▶ _Task item_: Write down each of the records again, exactly and in full.

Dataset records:
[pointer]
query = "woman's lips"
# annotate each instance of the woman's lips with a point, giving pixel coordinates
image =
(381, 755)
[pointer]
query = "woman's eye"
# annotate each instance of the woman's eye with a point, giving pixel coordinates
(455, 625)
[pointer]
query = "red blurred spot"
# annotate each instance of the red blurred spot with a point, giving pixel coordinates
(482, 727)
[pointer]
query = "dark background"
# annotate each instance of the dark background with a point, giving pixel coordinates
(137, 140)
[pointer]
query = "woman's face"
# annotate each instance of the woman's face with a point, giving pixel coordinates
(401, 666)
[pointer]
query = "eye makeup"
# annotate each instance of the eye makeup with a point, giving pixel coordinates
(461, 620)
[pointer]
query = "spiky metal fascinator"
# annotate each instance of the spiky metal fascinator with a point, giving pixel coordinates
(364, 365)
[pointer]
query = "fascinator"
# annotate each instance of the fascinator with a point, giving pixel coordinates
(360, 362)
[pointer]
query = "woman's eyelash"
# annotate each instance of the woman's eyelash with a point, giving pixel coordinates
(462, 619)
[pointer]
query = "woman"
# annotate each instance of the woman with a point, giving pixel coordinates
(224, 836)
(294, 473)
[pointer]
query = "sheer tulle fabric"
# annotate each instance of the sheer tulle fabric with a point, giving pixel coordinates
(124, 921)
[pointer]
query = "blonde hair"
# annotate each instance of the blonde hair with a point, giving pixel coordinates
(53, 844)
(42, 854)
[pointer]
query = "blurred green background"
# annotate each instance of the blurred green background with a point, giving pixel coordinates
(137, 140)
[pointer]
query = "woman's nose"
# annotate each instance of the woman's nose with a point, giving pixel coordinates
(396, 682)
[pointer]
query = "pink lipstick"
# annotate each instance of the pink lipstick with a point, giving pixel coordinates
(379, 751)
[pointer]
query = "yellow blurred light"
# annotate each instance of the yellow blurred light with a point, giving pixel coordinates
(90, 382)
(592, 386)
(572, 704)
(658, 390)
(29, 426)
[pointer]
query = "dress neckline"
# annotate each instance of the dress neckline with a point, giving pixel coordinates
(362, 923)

▶ _Task answer_:
[pointer]
query = "woman's lips"
# annotate each instance of the woman's lips with a point, giving pixel coordinates
image =
(381, 755)
[pointer]
query = "woman's eye"
# annotate each instance of the woman's eye with a point, giving pixel coordinates
(455, 625)
[pointer]
query = "red blurred spot"
# annotate each instance of the red blurred spot with a point, giving pixel coordinates
(482, 727)
[pointer]
query = "dark background"
# annotate each instance of the dark background with a point, giving pixel coordinates
(137, 140)
[pointer]
query = "woman's face"
# annotate each instance of the woman's face with a point, giving pixel coordinates
(401, 666)
[pointer]
query = "eye makeup"
# annotate each instance of the eye makeup with a point, giving pixel coordinates
(461, 620)
[pointer]
query = "spiky metal fascinator"
# annotate each instance of the spiky metal fascinator with a point, giving pixel coordinates
(364, 365)
[pointer]
query = "fascinator"
# annotate each instance of the fascinator with a point, giving pixel coordinates
(360, 362)
[pointer]
query = "woman's eyelash"
# annotate each instance of the woman's eyelash with a point, giving pixel coordinates
(462, 619)
[pointer]
query = "woman"
# annotate each instance of the woman with a point, giving pixel coordinates
(224, 836)
(294, 473)
[pointer]
query = "sheer tulle fabric"
# annotate each instance of the sheer tulle fabric with a point, giving pixel coordinates
(124, 921)
[pointer]
query = "blonde hair"
# annotate each instance of the blonde hair with a point, giving pixel coordinates
(53, 844)
(42, 854)
[pointer]
query = "blurred green background"
# annotate each instance of the blurred green background with a point, giving pixel coordinates
(137, 140)
[pointer]
query = "woman's nose"
# annotate each instance of the woman's nose with a point, giving pixel coordinates
(396, 682)
[pointer]
query = "pink lipstick"
# annotate each instance of the pink lipstick with a point, giving pixel coordinates
(379, 751)
[pointer]
query = "yellow blurred light"
# annotate each instance of the yellow blurred light with a point, giving pixel coordinates
(90, 382)
(592, 386)
(572, 704)
(658, 390)
(29, 426)
[pointer]
query = "dress neckline"
# annotate each instance of the dress neckline with a point, giving pixel coordinates
(362, 923)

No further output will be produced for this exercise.